## Description of the task
Only the lines from the one containing "point per instance: musket" through the last line below should be written out, exactly and with both ends kept.

[Source data]
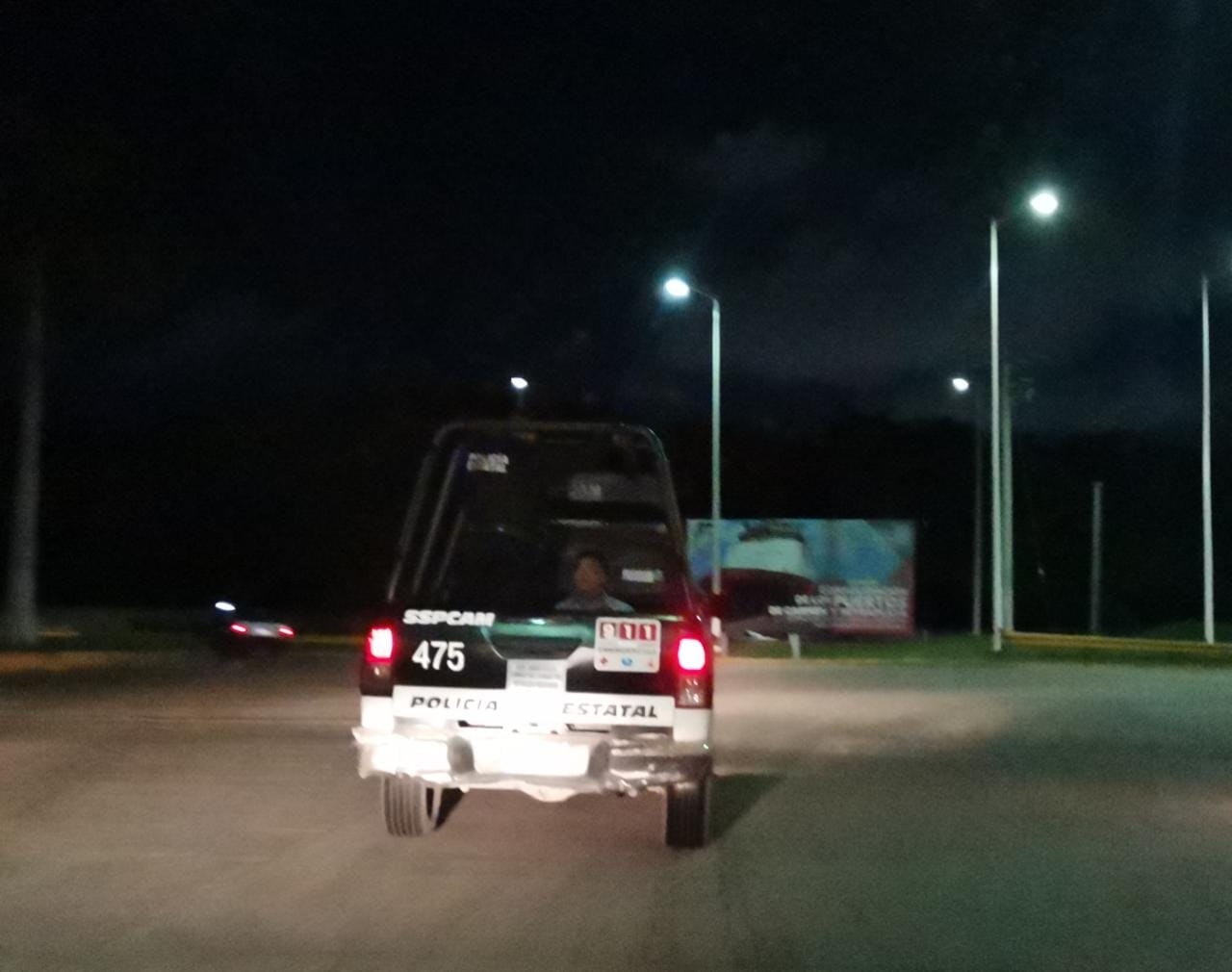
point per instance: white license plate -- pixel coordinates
(628, 643)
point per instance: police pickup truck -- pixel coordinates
(540, 631)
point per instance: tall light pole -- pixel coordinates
(680, 290)
(1043, 203)
(1208, 539)
(962, 386)
(519, 385)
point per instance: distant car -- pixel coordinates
(247, 633)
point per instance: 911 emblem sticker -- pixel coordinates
(628, 645)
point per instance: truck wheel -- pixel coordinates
(687, 817)
(410, 807)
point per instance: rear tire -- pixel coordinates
(410, 807)
(687, 817)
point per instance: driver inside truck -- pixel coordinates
(590, 588)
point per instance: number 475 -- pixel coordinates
(451, 652)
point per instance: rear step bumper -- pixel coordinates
(547, 766)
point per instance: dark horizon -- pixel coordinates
(280, 244)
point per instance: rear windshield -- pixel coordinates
(508, 520)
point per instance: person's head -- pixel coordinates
(590, 573)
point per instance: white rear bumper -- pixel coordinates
(547, 765)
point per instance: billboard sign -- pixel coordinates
(810, 576)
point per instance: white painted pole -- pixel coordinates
(994, 337)
(1208, 539)
(977, 544)
(1096, 553)
(1008, 505)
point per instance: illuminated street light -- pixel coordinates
(962, 385)
(519, 385)
(679, 290)
(1045, 203)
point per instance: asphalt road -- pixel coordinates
(1011, 816)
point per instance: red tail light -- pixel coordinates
(382, 643)
(690, 654)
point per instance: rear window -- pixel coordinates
(506, 518)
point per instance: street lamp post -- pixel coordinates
(1045, 205)
(1208, 539)
(680, 290)
(962, 386)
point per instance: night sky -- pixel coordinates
(271, 229)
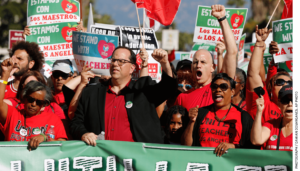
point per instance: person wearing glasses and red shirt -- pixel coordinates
(123, 109)
(255, 86)
(30, 123)
(221, 125)
(276, 133)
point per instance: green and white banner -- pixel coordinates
(55, 40)
(241, 49)
(128, 156)
(283, 35)
(52, 11)
(208, 28)
(211, 47)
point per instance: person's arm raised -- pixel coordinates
(221, 48)
(161, 56)
(144, 65)
(229, 64)
(254, 79)
(7, 67)
(85, 75)
(187, 136)
(259, 134)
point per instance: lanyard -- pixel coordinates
(278, 141)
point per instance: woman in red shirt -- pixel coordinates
(29, 124)
(221, 125)
(26, 78)
(276, 133)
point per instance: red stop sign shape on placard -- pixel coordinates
(289, 64)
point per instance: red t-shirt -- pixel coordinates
(56, 109)
(59, 98)
(200, 96)
(271, 110)
(243, 106)
(15, 122)
(212, 132)
(10, 91)
(117, 126)
(286, 143)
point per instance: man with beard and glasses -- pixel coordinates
(203, 66)
(26, 56)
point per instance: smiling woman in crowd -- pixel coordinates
(221, 124)
(276, 133)
(34, 76)
(29, 124)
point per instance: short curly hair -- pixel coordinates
(33, 51)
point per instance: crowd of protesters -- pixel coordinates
(198, 104)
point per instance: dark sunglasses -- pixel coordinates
(281, 82)
(188, 87)
(222, 86)
(64, 76)
(38, 102)
(286, 100)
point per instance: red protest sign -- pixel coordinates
(14, 36)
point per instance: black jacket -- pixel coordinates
(143, 119)
(246, 120)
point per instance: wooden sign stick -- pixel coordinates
(273, 13)
(137, 12)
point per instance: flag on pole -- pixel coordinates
(288, 9)
(163, 11)
(91, 18)
(150, 23)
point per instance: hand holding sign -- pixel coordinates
(273, 49)
(193, 113)
(220, 48)
(160, 56)
(218, 11)
(260, 103)
(144, 56)
(262, 34)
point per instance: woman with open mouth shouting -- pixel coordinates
(222, 124)
(276, 133)
(30, 123)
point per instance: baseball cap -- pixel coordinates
(63, 66)
(183, 63)
(286, 90)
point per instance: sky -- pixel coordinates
(123, 12)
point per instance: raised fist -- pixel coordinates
(144, 56)
(7, 67)
(86, 75)
(221, 47)
(160, 56)
(273, 48)
(193, 113)
(26, 32)
(262, 34)
(218, 11)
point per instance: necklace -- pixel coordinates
(217, 118)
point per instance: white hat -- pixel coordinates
(63, 66)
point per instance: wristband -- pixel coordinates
(45, 138)
(221, 19)
(3, 82)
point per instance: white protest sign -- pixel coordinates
(94, 50)
(170, 39)
(208, 28)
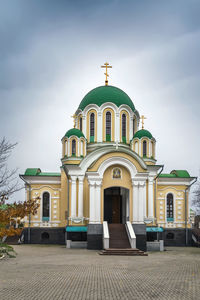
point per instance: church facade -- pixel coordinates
(109, 173)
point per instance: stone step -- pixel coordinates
(123, 252)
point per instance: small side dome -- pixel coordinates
(143, 133)
(74, 131)
(103, 94)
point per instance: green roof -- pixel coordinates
(74, 131)
(143, 133)
(32, 171)
(103, 94)
(181, 173)
(37, 172)
(176, 174)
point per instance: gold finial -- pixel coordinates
(74, 117)
(106, 65)
(143, 118)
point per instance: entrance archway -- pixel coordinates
(116, 205)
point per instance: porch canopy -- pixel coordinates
(76, 228)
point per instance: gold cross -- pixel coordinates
(143, 118)
(74, 117)
(106, 65)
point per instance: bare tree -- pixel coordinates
(8, 180)
(196, 197)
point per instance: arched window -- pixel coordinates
(108, 126)
(92, 127)
(80, 123)
(124, 128)
(73, 147)
(45, 206)
(144, 148)
(170, 207)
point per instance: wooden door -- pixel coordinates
(116, 209)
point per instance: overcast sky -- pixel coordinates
(50, 57)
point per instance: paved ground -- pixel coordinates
(53, 272)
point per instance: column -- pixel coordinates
(73, 196)
(80, 196)
(141, 202)
(140, 148)
(150, 154)
(117, 128)
(98, 202)
(84, 125)
(144, 200)
(99, 127)
(66, 144)
(92, 201)
(135, 202)
(150, 198)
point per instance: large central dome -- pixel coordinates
(103, 94)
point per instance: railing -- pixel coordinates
(106, 235)
(131, 234)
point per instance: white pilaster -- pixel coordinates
(140, 148)
(144, 200)
(117, 128)
(68, 144)
(141, 202)
(84, 125)
(92, 202)
(150, 198)
(78, 146)
(131, 128)
(150, 149)
(80, 196)
(66, 147)
(135, 202)
(99, 127)
(73, 196)
(98, 203)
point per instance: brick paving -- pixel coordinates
(53, 272)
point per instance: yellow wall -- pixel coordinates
(88, 124)
(37, 190)
(127, 126)
(97, 164)
(112, 124)
(178, 192)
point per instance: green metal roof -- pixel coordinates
(103, 94)
(154, 229)
(37, 172)
(143, 133)
(181, 173)
(74, 131)
(76, 228)
(176, 174)
(32, 171)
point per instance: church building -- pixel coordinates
(109, 179)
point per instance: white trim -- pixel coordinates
(117, 161)
(174, 207)
(41, 206)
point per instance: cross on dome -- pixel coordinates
(143, 118)
(106, 65)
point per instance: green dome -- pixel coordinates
(103, 94)
(75, 132)
(143, 133)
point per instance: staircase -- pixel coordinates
(119, 242)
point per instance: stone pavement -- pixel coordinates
(53, 272)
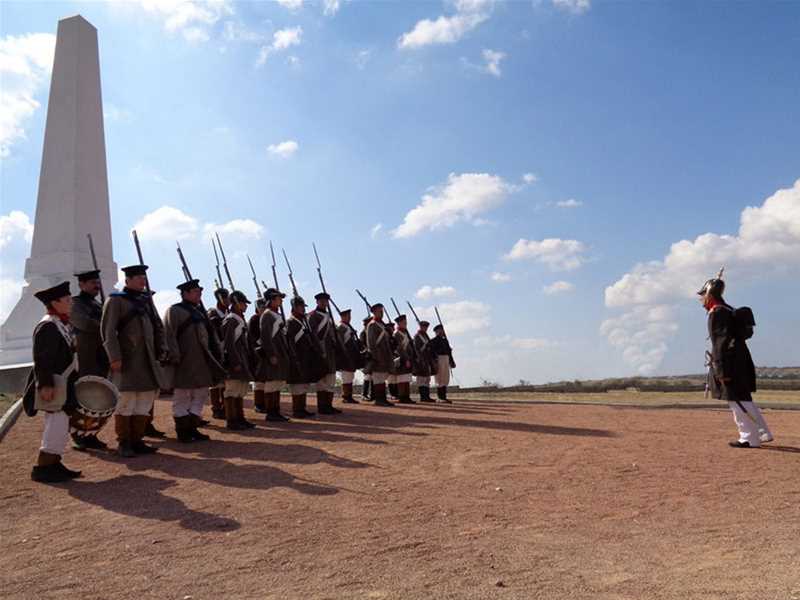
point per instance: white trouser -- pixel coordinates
(442, 371)
(747, 423)
(327, 383)
(235, 388)
(189, 400)
(56, 433)
(135, 403)
(296, 389)
(273, 386)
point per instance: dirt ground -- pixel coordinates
(482, 499)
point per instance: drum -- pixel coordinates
(96, 400)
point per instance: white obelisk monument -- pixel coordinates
(73, 186)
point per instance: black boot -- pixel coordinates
(183, 429)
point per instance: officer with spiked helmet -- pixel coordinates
(731, 375)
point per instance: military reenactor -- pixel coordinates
(321, 323)
(92, 358)
(391, 377)
(381, 356)
(405, 354)
(732, 374)
(195, 355)
(273, 355)
(362, 338)
(425, 366)
(440, 347)
(51, 386)
(253, 336)
(134, 341)
(350, 357)
(237, 362)
(215, 316)
(307, 364)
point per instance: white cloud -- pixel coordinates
(509, 341)
(500, 277)
(163, 299)
(330, 7)
(281, 40)
(492, 60)
(25, 64)
(191, 18)
(642, 335)
(571, 203)
(462, 198)
(558, 287)
(459, 317)
(292, 5)
(447, 29)
(426, 292)
(530, 178)
(168, 223)
(283, 149)
(558, 254)
(767, 244)
(576, 7)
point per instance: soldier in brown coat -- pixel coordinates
(132, 335)
(215, 316)
(92, 358)
(273, 355)
(404, 361)
(381, 355)
(195, 357)
(237, 362)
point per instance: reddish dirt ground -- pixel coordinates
(481, 499)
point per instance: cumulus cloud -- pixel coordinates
(281, 40)
(25, 65)
(463, 197)
(500, 277)
(491, 59)
(426, 292)
(767, 244)
(447, 29)
(459, 317)
(558, 287)
(168, 223)
(576, 7)
(283, 149)
(557, 254)
(571, 203)
(193, 19)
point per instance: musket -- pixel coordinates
(154, 313)
(413, 312)
(96, 268)
(225, 263)
(218, 280)
(255, 279)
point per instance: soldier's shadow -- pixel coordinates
(224, 473)
(295, 454)
(142, 496)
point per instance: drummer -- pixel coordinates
(92, 357)
(54, 376)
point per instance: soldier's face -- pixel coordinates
(63, 305)
(91, 286)
(137, 282)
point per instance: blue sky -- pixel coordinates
(638, 125)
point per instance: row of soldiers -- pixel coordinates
(197, 354)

## Task solution
point per instance: musket -- pixel coordinates
(154, 313)
(413, 312)
(96, 268)
(225, 263)
(218, 280)
(255, 279)
point per instance: soldier's shadow -- pixel coordinates
(224, 473)
(295, 454)
(142, 496)
point per instance: drummer -- pixel coordinates
(92, 357)
(54, 376)
point per instance: soldier's face -- pixel coordinates
(63, 305)
(91, 286)
(137, 282)
point per instance: blue sky -- pixel coordinates
(638, 125)
point per instance: row of soldiers -- pixel coordinates
(197, 354)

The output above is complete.